**The problem**
Look for the line containing "of the boat" in the records below. Then output it and all the lines that follow, exactly and without any others.
═══ Records shown
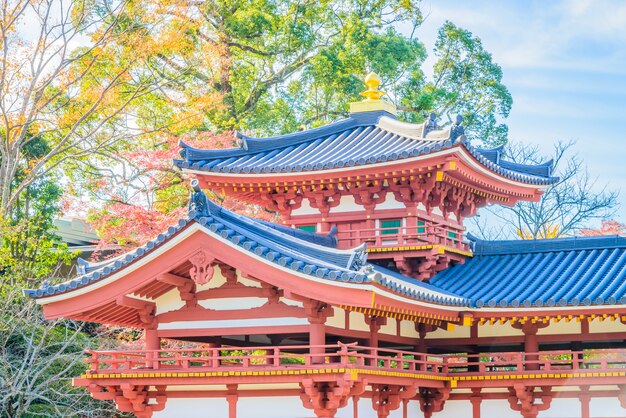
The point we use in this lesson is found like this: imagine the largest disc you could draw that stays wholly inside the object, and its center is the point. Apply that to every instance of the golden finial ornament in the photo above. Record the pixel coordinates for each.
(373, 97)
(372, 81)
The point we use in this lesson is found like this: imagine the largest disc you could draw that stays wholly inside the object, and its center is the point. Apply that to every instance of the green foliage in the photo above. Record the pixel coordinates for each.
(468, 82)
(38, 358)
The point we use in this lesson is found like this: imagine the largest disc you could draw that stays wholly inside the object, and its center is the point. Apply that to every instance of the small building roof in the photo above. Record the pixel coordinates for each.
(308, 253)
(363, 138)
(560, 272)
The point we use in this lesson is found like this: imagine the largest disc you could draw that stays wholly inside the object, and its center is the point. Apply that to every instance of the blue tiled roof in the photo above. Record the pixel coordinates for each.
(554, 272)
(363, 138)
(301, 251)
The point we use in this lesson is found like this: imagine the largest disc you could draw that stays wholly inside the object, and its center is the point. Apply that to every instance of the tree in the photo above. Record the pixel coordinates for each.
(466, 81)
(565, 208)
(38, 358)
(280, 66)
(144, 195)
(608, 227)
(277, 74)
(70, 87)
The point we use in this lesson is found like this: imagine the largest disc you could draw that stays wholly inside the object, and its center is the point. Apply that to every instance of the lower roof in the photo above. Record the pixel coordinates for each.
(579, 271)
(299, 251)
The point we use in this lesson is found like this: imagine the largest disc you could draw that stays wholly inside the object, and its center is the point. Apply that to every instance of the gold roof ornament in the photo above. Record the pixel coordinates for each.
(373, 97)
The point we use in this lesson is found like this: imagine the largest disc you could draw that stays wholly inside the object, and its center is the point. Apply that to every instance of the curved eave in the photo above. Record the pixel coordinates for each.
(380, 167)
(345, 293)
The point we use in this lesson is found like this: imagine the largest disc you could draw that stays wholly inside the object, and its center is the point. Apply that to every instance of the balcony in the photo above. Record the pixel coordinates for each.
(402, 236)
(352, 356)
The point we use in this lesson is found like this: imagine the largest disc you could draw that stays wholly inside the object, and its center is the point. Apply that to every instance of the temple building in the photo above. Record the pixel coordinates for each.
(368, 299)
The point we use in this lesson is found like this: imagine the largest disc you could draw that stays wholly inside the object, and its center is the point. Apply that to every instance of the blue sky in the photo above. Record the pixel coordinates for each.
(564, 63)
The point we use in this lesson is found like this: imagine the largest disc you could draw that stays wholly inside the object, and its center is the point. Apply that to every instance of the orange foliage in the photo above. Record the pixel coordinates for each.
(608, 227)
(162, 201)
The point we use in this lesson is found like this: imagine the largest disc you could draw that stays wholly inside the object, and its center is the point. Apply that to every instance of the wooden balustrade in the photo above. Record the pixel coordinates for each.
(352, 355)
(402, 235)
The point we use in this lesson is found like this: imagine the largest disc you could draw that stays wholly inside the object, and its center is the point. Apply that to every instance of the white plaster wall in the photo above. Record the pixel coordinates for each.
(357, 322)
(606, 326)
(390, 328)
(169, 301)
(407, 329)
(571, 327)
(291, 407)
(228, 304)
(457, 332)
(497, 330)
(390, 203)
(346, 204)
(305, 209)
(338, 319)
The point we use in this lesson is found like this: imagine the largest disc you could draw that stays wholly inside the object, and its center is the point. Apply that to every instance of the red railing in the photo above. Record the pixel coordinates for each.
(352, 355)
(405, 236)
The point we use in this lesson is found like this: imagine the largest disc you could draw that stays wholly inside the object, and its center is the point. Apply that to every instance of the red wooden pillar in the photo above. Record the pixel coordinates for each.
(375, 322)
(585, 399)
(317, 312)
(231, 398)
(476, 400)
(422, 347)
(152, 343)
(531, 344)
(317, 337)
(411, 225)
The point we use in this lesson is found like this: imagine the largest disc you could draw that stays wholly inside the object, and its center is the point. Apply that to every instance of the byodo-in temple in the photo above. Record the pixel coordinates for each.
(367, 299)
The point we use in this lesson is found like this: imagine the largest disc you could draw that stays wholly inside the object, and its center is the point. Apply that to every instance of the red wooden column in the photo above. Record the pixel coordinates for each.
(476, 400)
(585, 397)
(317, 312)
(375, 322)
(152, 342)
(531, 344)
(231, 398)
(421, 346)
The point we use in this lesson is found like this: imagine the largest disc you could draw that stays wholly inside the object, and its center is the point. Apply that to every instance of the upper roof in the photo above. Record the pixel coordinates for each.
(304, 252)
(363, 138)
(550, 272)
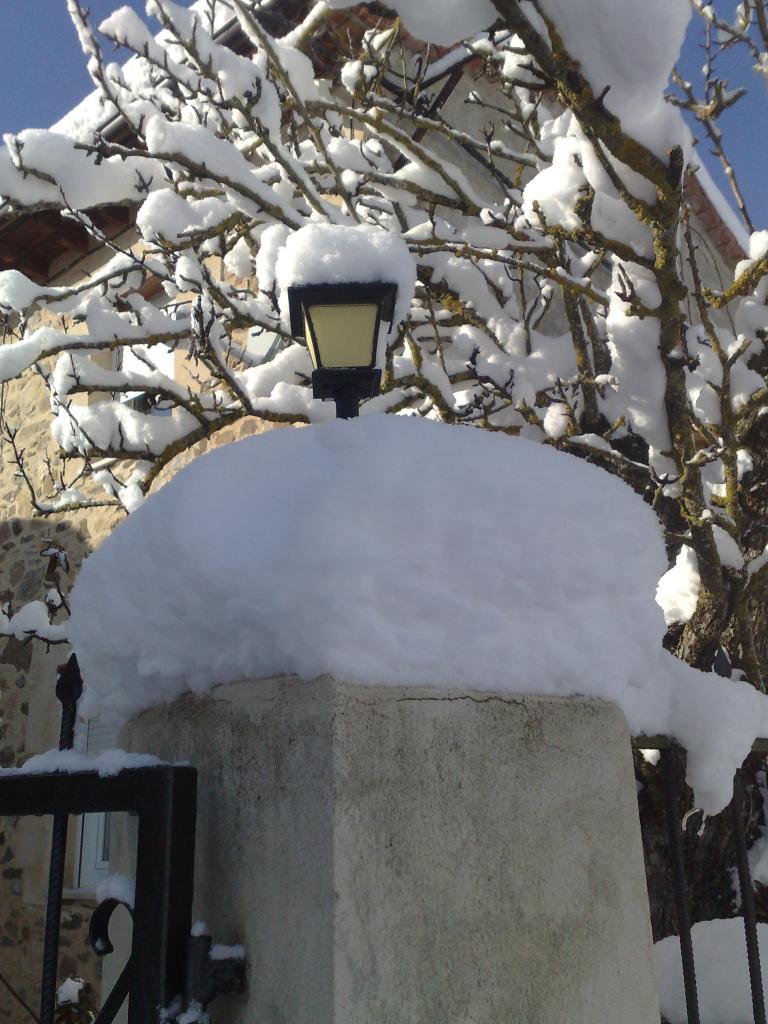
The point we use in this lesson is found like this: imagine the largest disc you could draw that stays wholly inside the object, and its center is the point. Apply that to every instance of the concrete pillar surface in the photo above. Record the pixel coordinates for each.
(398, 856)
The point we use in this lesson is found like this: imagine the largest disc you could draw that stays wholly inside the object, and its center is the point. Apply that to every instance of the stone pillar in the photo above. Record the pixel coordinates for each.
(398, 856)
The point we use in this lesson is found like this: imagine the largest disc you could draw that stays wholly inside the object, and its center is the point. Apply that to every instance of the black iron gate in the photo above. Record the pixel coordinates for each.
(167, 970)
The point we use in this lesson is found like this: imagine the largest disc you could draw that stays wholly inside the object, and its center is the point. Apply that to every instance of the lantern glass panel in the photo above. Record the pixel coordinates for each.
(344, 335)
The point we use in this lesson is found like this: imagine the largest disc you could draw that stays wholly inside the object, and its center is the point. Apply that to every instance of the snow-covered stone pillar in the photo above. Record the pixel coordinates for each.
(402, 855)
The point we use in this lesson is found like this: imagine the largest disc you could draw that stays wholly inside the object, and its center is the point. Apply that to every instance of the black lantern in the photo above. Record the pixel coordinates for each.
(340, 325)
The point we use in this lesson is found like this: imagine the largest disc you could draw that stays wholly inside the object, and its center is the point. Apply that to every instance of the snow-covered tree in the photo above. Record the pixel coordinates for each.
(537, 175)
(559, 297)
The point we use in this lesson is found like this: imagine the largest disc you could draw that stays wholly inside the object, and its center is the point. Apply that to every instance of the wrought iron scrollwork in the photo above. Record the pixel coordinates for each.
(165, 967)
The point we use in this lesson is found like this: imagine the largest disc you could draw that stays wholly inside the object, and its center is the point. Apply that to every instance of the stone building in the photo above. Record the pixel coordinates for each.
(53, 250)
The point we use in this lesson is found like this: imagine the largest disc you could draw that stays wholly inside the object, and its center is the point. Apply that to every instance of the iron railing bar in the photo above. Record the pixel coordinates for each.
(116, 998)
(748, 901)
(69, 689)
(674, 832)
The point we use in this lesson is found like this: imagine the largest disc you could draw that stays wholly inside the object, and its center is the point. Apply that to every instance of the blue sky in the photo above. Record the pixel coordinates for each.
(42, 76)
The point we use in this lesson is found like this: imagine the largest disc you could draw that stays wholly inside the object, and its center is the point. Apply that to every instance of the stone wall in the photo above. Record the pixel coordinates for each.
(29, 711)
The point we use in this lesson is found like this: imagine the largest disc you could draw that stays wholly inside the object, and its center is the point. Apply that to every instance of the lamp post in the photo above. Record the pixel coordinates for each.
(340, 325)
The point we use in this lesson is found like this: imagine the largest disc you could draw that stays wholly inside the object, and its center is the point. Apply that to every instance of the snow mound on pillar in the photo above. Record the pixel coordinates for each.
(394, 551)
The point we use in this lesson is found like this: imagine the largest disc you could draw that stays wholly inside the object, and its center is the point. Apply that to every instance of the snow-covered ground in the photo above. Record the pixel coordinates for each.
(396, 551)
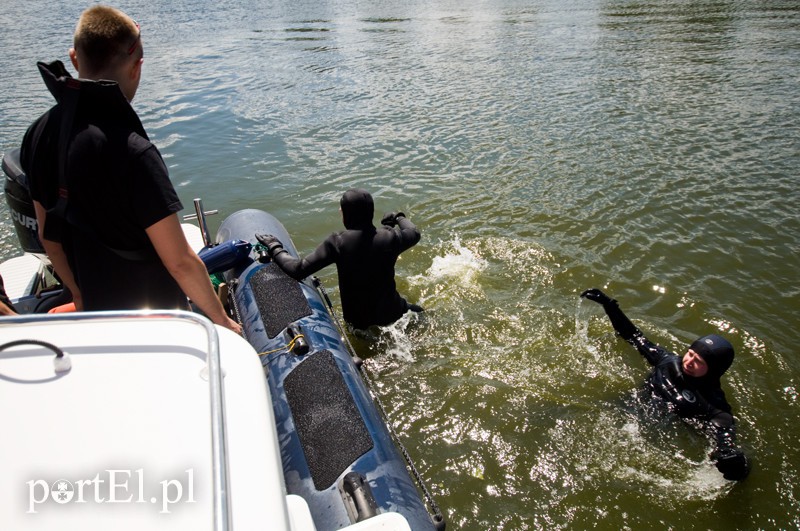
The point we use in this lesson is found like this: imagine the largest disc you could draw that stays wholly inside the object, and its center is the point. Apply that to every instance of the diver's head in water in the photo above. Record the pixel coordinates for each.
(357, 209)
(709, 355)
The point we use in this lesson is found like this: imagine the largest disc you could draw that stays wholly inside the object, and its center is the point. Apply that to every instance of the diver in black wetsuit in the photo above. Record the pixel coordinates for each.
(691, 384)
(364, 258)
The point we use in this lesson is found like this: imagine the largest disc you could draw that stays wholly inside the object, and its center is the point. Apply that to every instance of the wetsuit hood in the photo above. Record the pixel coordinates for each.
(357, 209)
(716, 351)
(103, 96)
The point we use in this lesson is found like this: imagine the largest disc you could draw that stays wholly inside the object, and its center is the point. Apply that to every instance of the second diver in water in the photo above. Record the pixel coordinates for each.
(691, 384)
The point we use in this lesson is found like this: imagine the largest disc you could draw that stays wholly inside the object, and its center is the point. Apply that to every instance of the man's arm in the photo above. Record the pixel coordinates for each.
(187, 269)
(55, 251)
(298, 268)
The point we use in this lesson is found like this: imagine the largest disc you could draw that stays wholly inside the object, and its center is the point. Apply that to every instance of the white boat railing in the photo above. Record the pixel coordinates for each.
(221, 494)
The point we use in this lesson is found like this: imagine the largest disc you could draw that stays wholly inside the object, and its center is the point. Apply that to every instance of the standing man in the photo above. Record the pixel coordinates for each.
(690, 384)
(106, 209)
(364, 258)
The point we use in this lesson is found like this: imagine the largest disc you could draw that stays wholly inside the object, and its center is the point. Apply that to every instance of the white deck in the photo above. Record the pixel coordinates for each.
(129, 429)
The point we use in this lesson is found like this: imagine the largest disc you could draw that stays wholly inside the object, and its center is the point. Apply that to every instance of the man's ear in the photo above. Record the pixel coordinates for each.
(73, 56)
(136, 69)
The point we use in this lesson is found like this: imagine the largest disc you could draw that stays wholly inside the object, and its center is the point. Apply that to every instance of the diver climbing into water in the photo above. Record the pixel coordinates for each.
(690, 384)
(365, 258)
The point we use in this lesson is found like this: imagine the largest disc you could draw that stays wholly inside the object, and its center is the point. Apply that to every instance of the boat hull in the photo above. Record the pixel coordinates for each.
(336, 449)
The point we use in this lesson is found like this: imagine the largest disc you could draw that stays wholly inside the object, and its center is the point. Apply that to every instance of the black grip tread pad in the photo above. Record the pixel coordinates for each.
══════
**Completed task**
The point we use in this lesson is found like this: imagine the largest disc you could draw that stays wholly inside the object, and its center is the point. Apply that to every instance of the boat hull in the photo above. Record the pixel coordinates for each.
(336, 449)
The point we use in this lesson is found like this: imagine the largest disc you could draw that stays wholly inside the object, and its center is the point. Apply that to every instance of the black grip tread pad in the photo above. Record the pixel coordinates for each.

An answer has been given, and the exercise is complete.